=== SHORT TASK ===
Turn the data into a numbered list, starting with its first line and stopping after the line that contains "[[[131,159],[138,159],[138,148],[131,148]]]". Skip blank lines and leave out the pictures.

[Boundary labeling items]
++++++

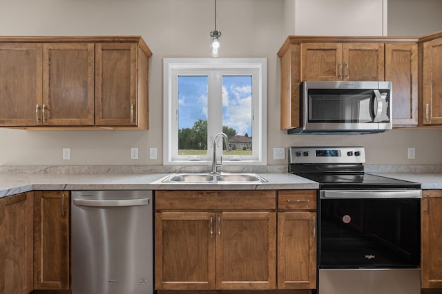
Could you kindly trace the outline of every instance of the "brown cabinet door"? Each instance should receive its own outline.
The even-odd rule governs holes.
[[[43,44],[0,43],[0,125],[39,125]]]
[[[95,46],[95,125],[136,126],[137,44]]]
[[[316,288],[316,212],[278,213],[278,288]]]
[[[68,191],[35,192],[34,288],[68,289]]]
[[[42,120],[44,125],[94,124],[93,43],[45,43]]]
[[[0,199],[0,293],[32,291],[33,207],[32,192]]]
[[[299,127],[299,83],[300,79],[300,45],[290,45],[280,56],[280,124],[281,129]]]
[[[155,213],[155,289],[214,289],[215,213]]]
[[[276,287],[276,213],[217,213],[216,288]]]
[[[343,44],[301,44],[301,81],[342,80],[343,66]]]
[[[393,82],[393,125],[418,123],[417,44],[385,44],[385,81]]]
[[[384,44],[343,45],[344,81],[384,81]]]
[[[442,124],[442,39],[423,44],[423,123]]]
[[[422,191],[422,288],[442,288],[442,191]]]

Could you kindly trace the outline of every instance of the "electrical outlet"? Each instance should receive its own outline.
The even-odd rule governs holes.
[[[273,160],[282,160],[285,159],[285,149],[284,148],[273,148]]]
[[[156,148],[150,148],[149,149],[149,159],[155,160],[157,159],[157,149]]]
[[[70,148],[63,148],[63,160],[70,160]]]
[[[416,148],[408,148],[408,159],[416,158]]]
[[[131,159],[138,159],[138,148],[131,148]]]

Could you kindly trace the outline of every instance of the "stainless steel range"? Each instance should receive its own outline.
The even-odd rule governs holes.
[[[421,185],[365,162],[361,147],[290,148],[289,171],[320,187],[318,293],[419,294]]]

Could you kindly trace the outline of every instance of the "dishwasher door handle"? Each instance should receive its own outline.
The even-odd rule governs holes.
[[[142,199],[117,199],[117,200],[90,200],[90,199],[74,199],[74,205],[92,206],[92,207],[127,207],[148,205],[149,198]]]

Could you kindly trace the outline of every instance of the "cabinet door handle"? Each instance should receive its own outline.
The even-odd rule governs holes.
[[[424,209],[423,211],[427,213],[427,214],[430,214],[430,196],[429,195],[425,195],[425,196],[424,197],[424,198],[425,198],[427,200],[427,209]]]
[[[430,121],[430,104],[425,105],[425,118],[427,121]]]
[[[308,199],[289,199],[287,202],[290,203],[294,203],[294,202],[298,203],[298,202],[310,202],[310,200]]]
[[[213,217],[210,217],[210,238],[213,238]]]
[[[41,110],[41,114],[43,114],[43,122],[44,123],[46,121],[46,116],[45,116],[46,108],[46,106],[44,104],[43,105],[43,109]]]
[[[37,121],[37,123],[40,121],[40,118],[39,117],[39,105],[37,104],[35,107],[35,121]]]
[[[64,200],[66,198],[66,196],[64,194],[61,194],[61,216],[64,216],[66,211],[64,210]]]
[[[313,217],[313,238],[316,237],[316,217]]]
[[[343,69],[343,61],[339,63],[339,78],[343,78],[344,74],[344,70]]]

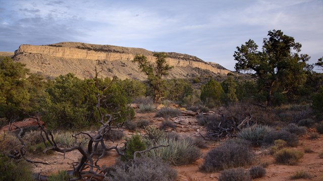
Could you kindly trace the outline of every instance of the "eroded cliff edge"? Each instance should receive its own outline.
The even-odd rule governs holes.
[[[26,64],[33,72],[45,76],[57,76],[72,72],[80,78],[92,78],[95,66],[102,70],[99,76],[116,75],[143,80],[146,76],[139,72],[137,65],[131,62],[137,54],[142,54],[153,61],[153,52],[142,48],[112,45],[100,45],[76,42],[35,46],[22,45],[15,52],[14,59]],[[167,53],[168,62],[174,66],[168,78],[187,78],[200,75],[208,71],[214,74],[226,74],[230,70],[220,65],[205,62],[187,54]]]

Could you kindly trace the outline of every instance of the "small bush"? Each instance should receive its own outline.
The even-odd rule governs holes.
[[[310,128],[314,123],[315,121],[314,121],[314,120],[310,118],[307,118],[299,121],[297,124],[299,126],[306,126],[307,128]]]
[[[261,165],[252,166],[249,170],[252,179],[261,178],[266,174],[266,169]]]
[[[291,176],[291,179],[301,179],[301,178],[310,178],[312,177],[312,176],[308,173],[308,172],[304,170],[299,170],[296,171],[295,173],[292,176]]]
[[[181,112],[177,109],[163,108],[156,113],[155,117],[163,117],[166,119],[180,116],[181,115]]]
[[[263,137],[273,129],[267,126],[255,125],[242,129],[238,134],[238,137],[250,141],[255,145],[259,145]]]
[[[149,121],[146,120],[141,120],[137,122],[137,127],[144,129],[145,127],[149,125]]]
[[[196,146],[185,139],[162,138],[156,145],[169,145],[154,149],[149,152],[152,156],[158,156],[174,165],[185,165],[192,163],[199,158],[201,152]]]
[[[117,161],[105,170],[109,180],[171,181],[177,177],[175,169],[160,158],[142,157],[128,162]]]
[[[275,140],[281,139],[285,141],[289,146],[296,146],[298,144],[297,136],[286,130],[272,131],[264,136],[262,143],[273,144]]]
[[[168,120],[164,121],[162,123],[162,125],[160,125],[159,129],[163,130],[165,130],[168,128],[176,129],[176,124],[175,124],[175,123],[172,121]]]
[[[306,128],[303,126],[298,126],[294,123],[289,124],[286,127],[283,128],[283,130],[286,130],[291,133],[294,133],[296,135],[304,135],[306,134]]]
[[[209,151],[204,157],[201,169],[211,172],[244,166],[251,164],[254,156],[248,144],[229,141]]]
[[[251,181],[251,177],[242,168],[226,169],[221,171],[219,181]]]
[[[283,148],[275,155],[276,162],[287,165],[295,164],[299,159],[303,157],[304,153],[301,151],[289,148]]]
[[[16,162],[0,153],[1,180],[34,180],[31,167],[29,164],[24,160]]]
[[[57,173],[50,174],[47,177],[48,181],[68,181],[71,176],[67,173],[66,170],[60,170]]]
[[[321,121],[316,125],[316,131],[320,134],[323,134],[323,121]]]
[[[140,104],[139,105],[139,110],[140,113],[150,113],[155,110],[155,107],[153,104]]]

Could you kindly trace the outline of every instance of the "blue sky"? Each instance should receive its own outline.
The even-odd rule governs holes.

++++++

=== SOLUTION TO THIS EXERCISE ===
1. Could you kindly trace the outline of every instance of the "brown cabinet door"? Each instance should receive its own outline.
2. The even-odd rule governs holes.
3. [[[43,44],[0,43],[0,125],[39,125]]]
4. [[[95,46],[95,125],[136,126],[137,44]]]
5. [[[316,288],[316,212],[278,213],[278,288]]]
6. [[[68,191],[35,192],[34,288],[68,289]]]
7. [[[42,120],[44,125],[94,124],[93,43],[45,43]]]
8. [[[0,199],[0,293],[32,291],[33,207],[32,192]]]
9. [[[299,127],[299,83],[300,79],[300,45],[290,45],[280,56],[280,124],[281,129]]]
10. [[[155,213],[155,289],[214,289],[215,213]]]
11. [[[276,287],[276,213],[217,213],[216,288]]]
12. [[[343,44],[301,44],[301,81],[342,80],[343,66]]]
13. [[[393,82],[393,125],[418,123],[417,44],[385,44],[385,81]]]
14. [[[384,44],[343,45],[344,81],[384,81]]]
15. [[[442,124],[442,39],[423,44],[423,123]]]
16. [[[422,191],[422,288],[442,288],[442,191]]]
17. Could you kindly trace the outline of every instance of the "electrical outlet"? Each instance should receive its own outline.
18. The even-odd rule governs holes.
19. [[[273,160],[282,160],[285,159],[285,149],[284,148],[273,148]]]
20. [[[156,148],[150,148],[149,149],[149,159],[155,160],[157,159],[157,149]]]
21. [[[70,148],[63,148],[63,160],[70,160]]]
22. [[[416,148],[408,148],[408,159],[416,158]]]
23. [[[131,159],[138,159],[138,148],[131,148]]]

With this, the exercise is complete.